## [EXCERPT PROVIDED]
|The History of Darlington
The heart of Darlington was once covered by
one of the Darling Range's earliest vineyards and wine from Darlington Vineyard was
matured in the stone cellar that is now part of the village hall.
Title to this land was secured in 1883 by Dr Alfred Waylen,
Chief Medical Officer of the fledgling Swan River Colony. However, it was
Waylen's partner, the Honourable Josceline Amherst — formerly Private Secretary
to the Governor, Sir Napier Broome — who played a more active role in running
the vineyard when he retired to the hills in 1889. Some of the pine trees that
once bordered the vineyard still stand around the oval. By the turn of the
century the vineyard boasted 10 acres of fruit trees, and 50 of vines, and it
produced red and white wines and table grapes.
The original winery, now the hall.
In fact, this building is now part of a larger one incorporating two halls.
The outbuildings at right were replaced by the "new" greater hall, built
on to the winery. Check the photograph on the home page, wherein this old
wing is now enhanced by an entry porch area
(Photo from "A Place in the Hills" by Trea Wiltshire)
Amherst built a country retreat, Holmesdale, which still
stands in Darlington Road. A Journal of Agriculture report at the turn of
the century observed: "Darlington gained a railway siding shortly after Amherst
moved there, and also a surveyed road connecting the place with the York road at
Bilgoman Well." Clearly the gentleman vigneron (a member of the Legislative
Council, the Swan Roads Board and the President of the Royal Agricultural
Society of WA) was an influential figure.
Gradually more settlers were attracted to the hills to work
in the orchards, vineyards and nurseries, the quarry at Boya or the timber mill
at what is now Glen Forrest. Some settlers built weekend cottages in Darlington
before moving to live off the land; others who settled in the village worked or
studied in Perth, catching the daily 8.03am train to the city.

## [DATA SECTION]
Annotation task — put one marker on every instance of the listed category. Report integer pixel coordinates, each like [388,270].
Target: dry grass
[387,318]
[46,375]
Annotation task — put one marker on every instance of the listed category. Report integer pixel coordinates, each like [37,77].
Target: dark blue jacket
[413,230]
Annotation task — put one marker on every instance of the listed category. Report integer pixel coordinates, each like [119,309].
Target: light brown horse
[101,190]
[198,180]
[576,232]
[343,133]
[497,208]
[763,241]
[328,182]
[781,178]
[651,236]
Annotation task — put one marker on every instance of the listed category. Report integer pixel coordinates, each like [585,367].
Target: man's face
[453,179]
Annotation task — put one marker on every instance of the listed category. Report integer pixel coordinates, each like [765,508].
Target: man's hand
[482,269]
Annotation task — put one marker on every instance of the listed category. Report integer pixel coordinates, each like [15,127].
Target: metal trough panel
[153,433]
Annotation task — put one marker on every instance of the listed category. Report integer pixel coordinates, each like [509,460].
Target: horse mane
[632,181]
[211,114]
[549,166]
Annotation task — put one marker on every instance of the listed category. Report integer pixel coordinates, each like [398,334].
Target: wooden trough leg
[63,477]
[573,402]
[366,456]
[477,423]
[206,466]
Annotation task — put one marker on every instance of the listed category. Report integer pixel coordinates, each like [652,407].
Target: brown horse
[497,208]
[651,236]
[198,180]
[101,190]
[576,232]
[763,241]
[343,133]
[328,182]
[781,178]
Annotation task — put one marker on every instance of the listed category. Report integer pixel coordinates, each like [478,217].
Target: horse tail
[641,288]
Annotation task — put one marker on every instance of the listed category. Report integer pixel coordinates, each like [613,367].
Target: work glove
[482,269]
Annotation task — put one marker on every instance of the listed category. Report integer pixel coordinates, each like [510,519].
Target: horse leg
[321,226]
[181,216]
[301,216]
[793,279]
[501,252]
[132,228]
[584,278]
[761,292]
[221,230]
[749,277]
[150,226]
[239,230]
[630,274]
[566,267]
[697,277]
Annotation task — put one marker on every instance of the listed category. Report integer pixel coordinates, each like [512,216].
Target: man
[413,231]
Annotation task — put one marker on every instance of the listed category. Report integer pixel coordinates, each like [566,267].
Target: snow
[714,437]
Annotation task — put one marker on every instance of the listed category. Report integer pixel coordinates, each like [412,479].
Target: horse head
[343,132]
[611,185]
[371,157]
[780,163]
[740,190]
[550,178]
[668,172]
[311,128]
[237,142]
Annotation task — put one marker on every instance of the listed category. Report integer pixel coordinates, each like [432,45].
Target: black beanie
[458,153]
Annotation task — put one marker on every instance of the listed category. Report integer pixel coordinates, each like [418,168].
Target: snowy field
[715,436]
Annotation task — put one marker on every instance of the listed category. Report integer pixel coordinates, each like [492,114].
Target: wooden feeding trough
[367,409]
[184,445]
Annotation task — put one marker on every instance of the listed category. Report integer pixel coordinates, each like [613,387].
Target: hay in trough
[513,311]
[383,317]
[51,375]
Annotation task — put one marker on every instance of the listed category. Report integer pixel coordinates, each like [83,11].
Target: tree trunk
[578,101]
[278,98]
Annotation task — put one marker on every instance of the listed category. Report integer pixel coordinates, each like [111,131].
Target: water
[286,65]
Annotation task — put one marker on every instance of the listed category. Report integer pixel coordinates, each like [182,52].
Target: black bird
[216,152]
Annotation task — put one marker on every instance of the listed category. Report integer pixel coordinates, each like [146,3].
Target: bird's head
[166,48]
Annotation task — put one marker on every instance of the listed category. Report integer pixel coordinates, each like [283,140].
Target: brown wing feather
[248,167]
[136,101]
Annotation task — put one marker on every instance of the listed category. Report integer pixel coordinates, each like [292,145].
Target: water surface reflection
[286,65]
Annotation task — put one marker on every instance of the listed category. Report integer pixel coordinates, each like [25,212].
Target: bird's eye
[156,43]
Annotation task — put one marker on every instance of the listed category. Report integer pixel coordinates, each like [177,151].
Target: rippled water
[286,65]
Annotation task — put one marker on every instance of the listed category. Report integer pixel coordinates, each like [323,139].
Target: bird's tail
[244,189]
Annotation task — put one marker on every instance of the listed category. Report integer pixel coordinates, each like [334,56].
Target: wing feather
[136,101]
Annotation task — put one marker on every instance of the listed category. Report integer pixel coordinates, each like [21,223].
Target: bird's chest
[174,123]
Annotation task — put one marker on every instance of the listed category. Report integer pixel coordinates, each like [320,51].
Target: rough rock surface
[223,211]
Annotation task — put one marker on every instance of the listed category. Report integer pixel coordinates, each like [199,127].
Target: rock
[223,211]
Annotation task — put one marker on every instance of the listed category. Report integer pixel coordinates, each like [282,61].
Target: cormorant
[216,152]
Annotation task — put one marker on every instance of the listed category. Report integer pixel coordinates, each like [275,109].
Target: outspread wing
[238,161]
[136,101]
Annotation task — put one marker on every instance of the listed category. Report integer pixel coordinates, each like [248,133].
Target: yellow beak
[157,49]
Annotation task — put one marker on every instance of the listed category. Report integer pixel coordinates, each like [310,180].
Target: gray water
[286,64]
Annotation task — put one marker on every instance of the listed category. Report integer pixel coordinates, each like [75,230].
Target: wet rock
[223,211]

## [WHAT YOU NEED TO DO]
Return the passage of the Darlington history text from "Gradually more settlers" to "to the city.", copied word for word.

## [OUTPUT FOR THIS EXERCISE]
Gradually more settlers were attracted to the hills to work
in the orchards, vineyards and nurseries, the quarry at Boya or the timber mill
at what is now Glen Forrest. Some settlers built weekend cottages in Darlington
before moving to live off the land; others who settled in the village worked or
studied in Perth, catching the daily 8.03am train to the city.